- RECORDED DATA
========================

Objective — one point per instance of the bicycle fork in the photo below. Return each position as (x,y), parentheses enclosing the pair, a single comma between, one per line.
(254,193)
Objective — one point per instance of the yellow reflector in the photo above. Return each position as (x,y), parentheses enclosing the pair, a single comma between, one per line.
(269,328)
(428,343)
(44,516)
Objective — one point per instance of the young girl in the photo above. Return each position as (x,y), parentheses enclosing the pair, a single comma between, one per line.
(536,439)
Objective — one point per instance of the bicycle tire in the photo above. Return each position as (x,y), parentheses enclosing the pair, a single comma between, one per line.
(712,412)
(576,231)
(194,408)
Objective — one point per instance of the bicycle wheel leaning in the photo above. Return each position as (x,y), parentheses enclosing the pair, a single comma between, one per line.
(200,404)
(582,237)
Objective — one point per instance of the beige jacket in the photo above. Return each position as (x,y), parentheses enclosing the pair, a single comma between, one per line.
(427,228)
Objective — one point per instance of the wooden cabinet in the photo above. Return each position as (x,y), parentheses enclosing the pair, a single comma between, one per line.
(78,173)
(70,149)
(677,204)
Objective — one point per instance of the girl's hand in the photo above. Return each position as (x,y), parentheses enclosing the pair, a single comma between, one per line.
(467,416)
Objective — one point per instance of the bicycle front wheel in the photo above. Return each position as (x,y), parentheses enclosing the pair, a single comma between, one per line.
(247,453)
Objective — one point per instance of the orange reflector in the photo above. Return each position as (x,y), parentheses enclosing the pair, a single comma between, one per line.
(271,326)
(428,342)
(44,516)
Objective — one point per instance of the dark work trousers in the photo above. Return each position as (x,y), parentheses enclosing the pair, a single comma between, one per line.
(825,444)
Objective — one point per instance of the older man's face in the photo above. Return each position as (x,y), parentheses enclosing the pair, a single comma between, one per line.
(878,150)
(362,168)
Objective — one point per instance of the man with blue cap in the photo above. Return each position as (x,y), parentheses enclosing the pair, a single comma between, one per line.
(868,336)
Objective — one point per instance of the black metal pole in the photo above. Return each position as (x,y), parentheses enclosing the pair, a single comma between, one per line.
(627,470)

========================

Please print the full listing shown above, exactly as it appears.

Objective — one point per instance of the bicycle fork in the photo below. Return each position as (x,y), parentheses enclosing the pair, a single comma between, one per line.
(254,193)
Objective — one point per instance of the yellow reflector in the photo above. Return each position as (x,y), parentheses enclosing the pair, a single comma between, one per line.
(269,328)
(428,343)
(44,516)
Objective — one point per instance of the young girl in the photo above. Return each position as (x,y), parentheses enclosing the pair, a single comma between, one per line.
(536,439)
Objective — one point per instance of the bicycle tire in the photo above. Return each position as (x,y), parentheses enclosing the pair, a single comma between, one per line.
(712,412)
(576,231)
(194,408)
Objective — one point per instance of the bicycle wheel leaning in the photo above. Return each position as (x,y), parentheses enclosing the pair, a single comma between, one per line.
(200,404)
(582,237)
Objective — one point per instance of the beige jacket in the photo above. Return each position as (x,y), parentheses enclosing the pair, a single comma between, one per line.
(427,228)
Objective — one point per instance of the wooden cabinet in the photo above. Return each position as (x,y), parentheses enclosing the pair, a single comma between, one per line.
(78,173)
(70,149)
(677,204)
Objective — one point per instance of the girl's hand in the photo above. Return each position as (x,y), parentheses enclosing the pair, a single comma between, one per line.
(467,416)
Objective — one point per instance of the bicycle front wheel in the photo above. Return each position as (x,y), parentheses enclosing the pair, a single comma between, one per line.
(247,453)
Objective — one point per instance of the orange reflector in the photo above. Return each position as (x,y), parentheses enclosing the pair, a single comma between, one per line.
(271,326)
(428,342)
(44,516)
Objective — one point per instance of the dark work trousers in the photo above. Return each position as (x,y), parentheses enclosing the pair, a single comma between, one per line.
(825,444)
Objective — one point per instance of the older man's face in the photo above. Return each position as (x,y), parentheses enclosing the pair, a single comma between, one per line.
(878,150)
(362,168)
Objective — one point per instance of the man with blue cap in the photo above. Return each position as (x,y), parentheses enclosing the pair, a single comma between, one per line.
(868,336)
Objective — one point per instance of the black metal pole in the photo above. Return each position as (x,y), parentheses enclosing the pair, a single comma between, one per line.
(627,470)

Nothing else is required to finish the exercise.